1506 painting by Pietro Perugino

Assumption of the Virgin is a religious painting by Perugino, showing the Assumption of Mary, dating to 1506 and housed in the Seripandi side chapel of Naples Cathedral. It was restored between 2001 and April 2004. It uses much the same composition as the 1513 Corciano Altarpiece on the same theme.

It is first documented in Lives of the Artists by Vasari, in which he writes "[Perugino] painted a high altarpiece for cardinal Carafa of Naples, an Assumption of the Virgin with the apostles gathered around the tomb". The attribution and dating of the work has been heavily debated. Doubts were expressed by Cavalcaselle (1864), Venturi (1913) and Umberto Gnoli (1923), who all felt that the work was largely by his studio assistants. Bernard Berenson reconsidered the attribution to Perugino alone and in 1960 Molatoli re-ascribed the work mainly to the master's hand, with some collaboration from his assistants, possibly including Giovanni Battista Caporali.

Vasari identified the commissioner as Oliviero Carafa, but in 1624 Cesare d’Engenio instead stated that the commissioner was Vincenzo Carafa. In 1959 Franco Strazzullo returned to Oliviero, showing that he was the kneeling figure portrayed beside the apostles by comparison with his depiction in Filippino Lippi's Annunciation in the Carafa chapel in Santa Maria Sopra Minerva, Raphael's Disputation of the Holy Sacrament and the statue of Oliviero in Naples Cathedral.

## Data excerpts
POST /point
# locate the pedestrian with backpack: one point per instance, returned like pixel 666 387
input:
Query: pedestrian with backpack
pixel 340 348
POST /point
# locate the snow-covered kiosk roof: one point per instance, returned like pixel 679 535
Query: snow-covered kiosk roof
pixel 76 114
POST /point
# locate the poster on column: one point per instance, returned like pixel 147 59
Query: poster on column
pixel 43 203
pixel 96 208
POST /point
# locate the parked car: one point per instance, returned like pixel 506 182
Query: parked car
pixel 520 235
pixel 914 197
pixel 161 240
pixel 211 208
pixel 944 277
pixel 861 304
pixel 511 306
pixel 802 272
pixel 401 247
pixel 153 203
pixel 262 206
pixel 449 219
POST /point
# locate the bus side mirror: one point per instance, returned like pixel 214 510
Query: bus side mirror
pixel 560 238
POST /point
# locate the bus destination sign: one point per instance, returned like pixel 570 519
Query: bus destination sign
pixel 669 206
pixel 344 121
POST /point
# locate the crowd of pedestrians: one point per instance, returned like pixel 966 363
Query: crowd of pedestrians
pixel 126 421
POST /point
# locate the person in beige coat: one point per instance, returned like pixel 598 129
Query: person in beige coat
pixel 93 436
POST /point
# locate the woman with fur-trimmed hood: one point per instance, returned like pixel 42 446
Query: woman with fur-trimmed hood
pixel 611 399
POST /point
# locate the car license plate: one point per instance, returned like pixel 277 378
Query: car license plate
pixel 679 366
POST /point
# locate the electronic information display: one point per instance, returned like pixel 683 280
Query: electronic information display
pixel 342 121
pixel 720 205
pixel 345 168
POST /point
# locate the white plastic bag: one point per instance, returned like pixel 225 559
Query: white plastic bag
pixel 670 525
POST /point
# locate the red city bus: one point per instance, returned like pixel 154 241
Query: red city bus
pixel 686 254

## Exercise
According to the passage on Perugino's Assumption of the Virgin, where is the painting housed? The entries have no connection to the passage on Perugino's Assumption of the Virgin.

## Solution
It is housed in the Seripandi side chapel of Naples Cathedral.